▶ [Page excerpt]
Approach: The idea is to use Morris Preorder Traversal to traverse the tree in level order traversal.
Observations: There are mainly two observations for the traversal of the tree using Morris preorder traversal. That is – 
 

  • In Preorder traversal the left-most nodes of a level are visited first due which it can be used to traverse the tree in level order fashion.
  • As we maintain the horizontal distance of the nodes in the top view of the binary tree, Similarly If we maintain the level of the current node and increment or decrement the level accordingly as per the movement, Then the nodes can be traversed easily.


As in the Morris preorder traversal, we connect the right-most node of the left child to its inorder successor to maintain the movement such that we can traverse back to the right child of the parent node after completely exploring the left child of the parent. Therefore, while moving to the rightmost child of the left child we can keep track of the number of the increment in the level to compute the level inorder successor of the child. 
Below is the explanation of the approach with the help of example: 
 


Below is the implementation of the above approach:
 

C++

// C++ implementation of the level
// order traversal using Morris traversal
#include<bits/stdc++.h>
using namespace std;
 
// structure of the node of the binary tree
struct Node{
    int data;
    Node* left;
    Node* right;
    Node(int data){
        this->data = data;
        this->right = NULL;
        this->left = NULL;
    }
};
 
vector<pair<Node*, int>> traversal;
 
// function to traverse the binary
// tree in the level order fashion
void levelOrderTraversal(Node* root)

▶ [To do]
1) Reproduce the part of the Morris traversal excerpt starting at "Observations: There are" and ending at "be traversed easily.".
2) Does each statement below agree with the Morris traversal excerpt? For each one, answer yes or no and quote the words from the excerpt that settle it. (a) The approach uses Morris preorder traversal to go through the tree in level order. (b) In preorder traversal, the right-most nodes of a level are visited first. (c) The constructor of the Node structure sets both the left and right pointers to NULL.

▶ [Data section]
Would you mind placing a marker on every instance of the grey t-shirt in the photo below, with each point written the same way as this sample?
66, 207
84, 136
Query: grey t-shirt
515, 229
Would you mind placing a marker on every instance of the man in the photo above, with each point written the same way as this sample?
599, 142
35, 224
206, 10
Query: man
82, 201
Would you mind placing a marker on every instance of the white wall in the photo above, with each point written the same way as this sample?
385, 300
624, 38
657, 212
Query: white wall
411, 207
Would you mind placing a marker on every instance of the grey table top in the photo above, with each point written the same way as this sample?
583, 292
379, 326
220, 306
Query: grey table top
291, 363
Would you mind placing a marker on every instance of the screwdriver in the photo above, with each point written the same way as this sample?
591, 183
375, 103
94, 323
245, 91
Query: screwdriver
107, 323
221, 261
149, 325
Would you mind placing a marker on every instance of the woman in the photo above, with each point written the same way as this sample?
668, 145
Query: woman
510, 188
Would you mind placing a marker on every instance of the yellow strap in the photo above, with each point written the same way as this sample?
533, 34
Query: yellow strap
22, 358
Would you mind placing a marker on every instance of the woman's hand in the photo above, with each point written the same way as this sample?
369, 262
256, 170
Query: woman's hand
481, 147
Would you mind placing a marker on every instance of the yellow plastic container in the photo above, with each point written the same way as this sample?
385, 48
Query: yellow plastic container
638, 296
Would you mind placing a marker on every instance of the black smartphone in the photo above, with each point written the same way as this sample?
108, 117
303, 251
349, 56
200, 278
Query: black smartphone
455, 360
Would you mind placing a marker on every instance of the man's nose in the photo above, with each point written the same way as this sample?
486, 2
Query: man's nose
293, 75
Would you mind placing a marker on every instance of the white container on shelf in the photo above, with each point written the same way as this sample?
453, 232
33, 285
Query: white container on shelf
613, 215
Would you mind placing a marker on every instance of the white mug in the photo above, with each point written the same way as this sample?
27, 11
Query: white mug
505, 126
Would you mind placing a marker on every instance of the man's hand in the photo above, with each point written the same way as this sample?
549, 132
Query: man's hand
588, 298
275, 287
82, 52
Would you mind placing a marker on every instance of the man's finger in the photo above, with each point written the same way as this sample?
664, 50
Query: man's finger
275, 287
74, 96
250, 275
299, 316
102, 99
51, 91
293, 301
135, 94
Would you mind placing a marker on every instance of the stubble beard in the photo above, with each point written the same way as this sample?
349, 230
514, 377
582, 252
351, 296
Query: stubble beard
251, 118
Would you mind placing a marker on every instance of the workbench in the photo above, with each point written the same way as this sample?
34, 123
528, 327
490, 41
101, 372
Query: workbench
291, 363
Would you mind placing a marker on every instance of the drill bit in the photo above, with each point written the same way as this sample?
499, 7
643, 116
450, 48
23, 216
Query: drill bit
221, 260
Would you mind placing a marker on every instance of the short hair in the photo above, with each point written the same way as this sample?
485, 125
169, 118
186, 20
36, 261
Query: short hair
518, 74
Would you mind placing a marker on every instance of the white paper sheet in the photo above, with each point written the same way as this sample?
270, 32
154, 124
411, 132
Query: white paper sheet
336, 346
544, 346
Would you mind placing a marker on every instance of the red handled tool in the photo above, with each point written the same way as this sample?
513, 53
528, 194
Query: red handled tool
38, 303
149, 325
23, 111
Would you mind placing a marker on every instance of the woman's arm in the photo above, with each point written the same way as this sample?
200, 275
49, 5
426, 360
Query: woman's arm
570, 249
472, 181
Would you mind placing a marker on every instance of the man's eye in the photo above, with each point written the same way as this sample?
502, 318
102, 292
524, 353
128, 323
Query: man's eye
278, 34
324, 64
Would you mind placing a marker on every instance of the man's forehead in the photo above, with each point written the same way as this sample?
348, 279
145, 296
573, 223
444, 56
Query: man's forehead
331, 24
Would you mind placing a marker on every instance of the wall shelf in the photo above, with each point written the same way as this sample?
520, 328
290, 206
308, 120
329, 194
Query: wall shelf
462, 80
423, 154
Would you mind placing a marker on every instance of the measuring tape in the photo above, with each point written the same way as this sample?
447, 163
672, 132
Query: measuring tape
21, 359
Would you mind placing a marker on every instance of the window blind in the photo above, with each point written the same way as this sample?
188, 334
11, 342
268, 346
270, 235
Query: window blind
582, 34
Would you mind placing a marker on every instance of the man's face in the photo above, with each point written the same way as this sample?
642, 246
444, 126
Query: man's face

▶ [Answers for the exercise]
1)
Observations: There are mainly two observations for the traversal of the tree using Morris preorder traversal. That is – 
 

  • In Preorder traversal the left-most nodes of a level are visited first due which it can be used to traverse the tree in level order fashion.
  • As we maintain the horizontal distance of the nodes in the top view of the binary tree, Similarly If we maintain the level of the current node and increment or decrement the level accordingly as per the movement, Then the nodes can be traversed easily.

2)
(a) Yes: "The idea is to use Morris Preorder Traversal to traverse the tree in level order traversal."
(b) No: "In Preorder traversal the left-most nodes of a level are visited first"
(c) Yes: "this->right = NULL;" and "this->left = NULL;"